====== INPUT DATA ======
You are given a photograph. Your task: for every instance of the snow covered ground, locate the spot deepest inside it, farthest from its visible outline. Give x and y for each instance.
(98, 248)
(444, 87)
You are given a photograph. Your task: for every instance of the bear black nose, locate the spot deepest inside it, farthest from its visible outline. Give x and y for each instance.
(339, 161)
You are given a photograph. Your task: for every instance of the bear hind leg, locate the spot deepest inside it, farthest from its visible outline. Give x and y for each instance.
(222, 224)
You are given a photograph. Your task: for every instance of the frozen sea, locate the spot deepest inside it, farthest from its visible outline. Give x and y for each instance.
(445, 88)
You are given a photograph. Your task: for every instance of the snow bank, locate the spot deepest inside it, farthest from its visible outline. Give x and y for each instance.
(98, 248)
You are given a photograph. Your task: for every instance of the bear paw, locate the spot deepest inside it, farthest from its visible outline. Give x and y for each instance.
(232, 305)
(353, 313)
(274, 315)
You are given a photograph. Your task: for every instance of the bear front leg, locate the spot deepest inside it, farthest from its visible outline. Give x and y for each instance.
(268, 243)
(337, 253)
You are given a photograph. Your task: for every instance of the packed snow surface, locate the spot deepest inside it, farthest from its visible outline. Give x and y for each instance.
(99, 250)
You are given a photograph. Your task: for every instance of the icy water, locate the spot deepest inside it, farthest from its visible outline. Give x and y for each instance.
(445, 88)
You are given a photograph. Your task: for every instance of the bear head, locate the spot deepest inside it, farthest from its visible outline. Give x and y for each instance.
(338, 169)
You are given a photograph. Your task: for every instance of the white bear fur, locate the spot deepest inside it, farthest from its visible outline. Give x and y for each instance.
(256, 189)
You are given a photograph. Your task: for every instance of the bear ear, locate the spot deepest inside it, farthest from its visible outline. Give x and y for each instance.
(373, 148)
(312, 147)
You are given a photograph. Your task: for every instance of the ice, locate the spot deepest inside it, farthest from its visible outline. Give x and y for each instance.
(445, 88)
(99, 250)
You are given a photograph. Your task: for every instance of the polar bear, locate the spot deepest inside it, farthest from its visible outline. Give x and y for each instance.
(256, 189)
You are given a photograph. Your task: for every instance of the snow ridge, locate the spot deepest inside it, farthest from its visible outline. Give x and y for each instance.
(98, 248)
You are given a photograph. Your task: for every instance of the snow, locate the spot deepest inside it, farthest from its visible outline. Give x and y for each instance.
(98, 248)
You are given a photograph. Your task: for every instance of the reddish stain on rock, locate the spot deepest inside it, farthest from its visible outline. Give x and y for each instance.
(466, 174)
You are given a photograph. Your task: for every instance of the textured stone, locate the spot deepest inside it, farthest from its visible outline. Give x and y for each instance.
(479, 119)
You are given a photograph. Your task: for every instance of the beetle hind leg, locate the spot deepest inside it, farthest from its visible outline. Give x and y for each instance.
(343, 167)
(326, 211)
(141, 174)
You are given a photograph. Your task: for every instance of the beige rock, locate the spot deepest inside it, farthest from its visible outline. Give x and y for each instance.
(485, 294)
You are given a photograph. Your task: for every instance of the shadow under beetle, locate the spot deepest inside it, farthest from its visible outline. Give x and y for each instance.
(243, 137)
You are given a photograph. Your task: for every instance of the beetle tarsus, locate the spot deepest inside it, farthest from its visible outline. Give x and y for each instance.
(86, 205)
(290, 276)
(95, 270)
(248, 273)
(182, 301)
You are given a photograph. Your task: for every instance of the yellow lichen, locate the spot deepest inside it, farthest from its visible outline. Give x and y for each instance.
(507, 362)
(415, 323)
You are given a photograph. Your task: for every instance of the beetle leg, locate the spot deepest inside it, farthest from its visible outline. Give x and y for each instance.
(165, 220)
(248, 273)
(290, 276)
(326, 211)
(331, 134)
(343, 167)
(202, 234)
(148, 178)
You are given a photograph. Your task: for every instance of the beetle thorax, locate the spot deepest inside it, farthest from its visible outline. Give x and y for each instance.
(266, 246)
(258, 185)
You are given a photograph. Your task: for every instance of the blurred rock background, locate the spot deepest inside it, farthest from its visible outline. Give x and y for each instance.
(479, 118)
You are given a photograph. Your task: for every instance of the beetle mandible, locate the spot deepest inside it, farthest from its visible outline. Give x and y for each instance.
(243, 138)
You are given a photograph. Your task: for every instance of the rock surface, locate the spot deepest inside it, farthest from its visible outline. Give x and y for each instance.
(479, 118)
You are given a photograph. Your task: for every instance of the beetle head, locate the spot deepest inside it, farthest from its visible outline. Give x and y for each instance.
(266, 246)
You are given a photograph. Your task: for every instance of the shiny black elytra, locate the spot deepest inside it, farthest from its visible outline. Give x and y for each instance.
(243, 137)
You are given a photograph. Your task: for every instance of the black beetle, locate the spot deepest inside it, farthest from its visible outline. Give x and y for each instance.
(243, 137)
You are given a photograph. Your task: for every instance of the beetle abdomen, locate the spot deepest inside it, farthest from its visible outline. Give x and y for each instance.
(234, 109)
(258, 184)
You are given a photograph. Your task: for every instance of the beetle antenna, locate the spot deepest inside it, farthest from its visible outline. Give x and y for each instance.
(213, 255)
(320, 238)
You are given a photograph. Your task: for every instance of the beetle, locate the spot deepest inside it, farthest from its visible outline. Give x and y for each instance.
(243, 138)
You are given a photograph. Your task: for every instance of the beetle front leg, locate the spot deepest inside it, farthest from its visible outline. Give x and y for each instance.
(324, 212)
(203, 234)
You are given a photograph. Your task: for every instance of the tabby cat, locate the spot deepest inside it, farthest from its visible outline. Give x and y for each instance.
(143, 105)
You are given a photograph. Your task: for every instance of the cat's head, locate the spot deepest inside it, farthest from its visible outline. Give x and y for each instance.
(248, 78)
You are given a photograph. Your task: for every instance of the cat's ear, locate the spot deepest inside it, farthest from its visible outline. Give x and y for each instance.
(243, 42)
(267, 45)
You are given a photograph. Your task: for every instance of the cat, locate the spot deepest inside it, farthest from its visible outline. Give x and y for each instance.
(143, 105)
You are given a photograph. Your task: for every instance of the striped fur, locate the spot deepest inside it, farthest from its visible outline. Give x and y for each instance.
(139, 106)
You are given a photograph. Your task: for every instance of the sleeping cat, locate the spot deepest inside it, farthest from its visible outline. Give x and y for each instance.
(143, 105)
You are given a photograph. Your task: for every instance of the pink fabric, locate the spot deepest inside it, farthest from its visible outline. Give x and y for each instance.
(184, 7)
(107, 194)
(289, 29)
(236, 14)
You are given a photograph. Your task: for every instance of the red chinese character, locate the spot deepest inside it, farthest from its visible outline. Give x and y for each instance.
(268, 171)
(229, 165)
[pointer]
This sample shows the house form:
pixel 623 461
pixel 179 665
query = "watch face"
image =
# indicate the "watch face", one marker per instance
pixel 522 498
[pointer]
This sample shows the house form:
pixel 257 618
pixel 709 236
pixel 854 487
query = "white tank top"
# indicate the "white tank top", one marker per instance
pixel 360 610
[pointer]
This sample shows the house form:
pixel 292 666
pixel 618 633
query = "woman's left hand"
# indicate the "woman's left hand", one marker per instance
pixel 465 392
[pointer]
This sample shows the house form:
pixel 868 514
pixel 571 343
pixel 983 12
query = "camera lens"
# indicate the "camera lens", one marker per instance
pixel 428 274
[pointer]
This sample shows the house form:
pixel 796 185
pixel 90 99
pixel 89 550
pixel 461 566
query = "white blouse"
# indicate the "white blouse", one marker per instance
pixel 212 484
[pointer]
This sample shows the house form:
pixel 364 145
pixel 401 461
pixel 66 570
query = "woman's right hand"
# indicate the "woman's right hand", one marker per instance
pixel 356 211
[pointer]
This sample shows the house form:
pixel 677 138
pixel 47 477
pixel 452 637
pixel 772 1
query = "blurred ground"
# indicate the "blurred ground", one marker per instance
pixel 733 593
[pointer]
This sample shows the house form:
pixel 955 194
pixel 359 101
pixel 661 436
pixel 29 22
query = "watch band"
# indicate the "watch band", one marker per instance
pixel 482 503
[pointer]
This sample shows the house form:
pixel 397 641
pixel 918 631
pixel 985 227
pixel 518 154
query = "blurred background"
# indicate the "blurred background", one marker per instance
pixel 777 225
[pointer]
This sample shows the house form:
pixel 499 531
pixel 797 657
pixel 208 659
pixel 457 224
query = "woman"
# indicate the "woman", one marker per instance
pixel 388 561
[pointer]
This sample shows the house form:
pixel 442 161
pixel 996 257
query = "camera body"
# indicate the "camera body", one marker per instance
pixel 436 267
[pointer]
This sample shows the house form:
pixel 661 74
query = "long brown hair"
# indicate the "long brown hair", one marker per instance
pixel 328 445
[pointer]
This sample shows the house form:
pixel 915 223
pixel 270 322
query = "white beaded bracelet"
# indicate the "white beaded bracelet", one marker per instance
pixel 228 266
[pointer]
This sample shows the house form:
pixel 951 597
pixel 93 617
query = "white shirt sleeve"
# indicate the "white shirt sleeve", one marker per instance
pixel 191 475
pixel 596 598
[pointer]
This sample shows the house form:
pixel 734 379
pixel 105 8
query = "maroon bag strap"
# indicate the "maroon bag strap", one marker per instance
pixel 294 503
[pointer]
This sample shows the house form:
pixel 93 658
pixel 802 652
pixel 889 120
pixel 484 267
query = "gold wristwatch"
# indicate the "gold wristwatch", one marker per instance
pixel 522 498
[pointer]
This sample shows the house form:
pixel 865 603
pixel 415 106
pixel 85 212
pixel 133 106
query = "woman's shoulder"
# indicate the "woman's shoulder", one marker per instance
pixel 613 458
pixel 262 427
======
Please transcribe only the lines in the records above running from the line that has "pixel 105 8" through the line that has "pixel 85 212", both included, exactly as they appear.

SOLUTION FOR THIS PROBLEM »
pixel 105 8
query = "maroon bag strap"
# indicate the "maroon bag strap", one marker per instance
pixel 294 503
[pointer]
This sample shows the house form:
pixel 93 658
pixel 802 652
pixel 889 120
pixel 484 267
query = "gold wristwatch"
# indicate the "gold wristwatch", one marker per instance
pixel 522 498
[pointer]
This sample shows the house form:
pixel 865 603
pixel 415 106
pixel 85 212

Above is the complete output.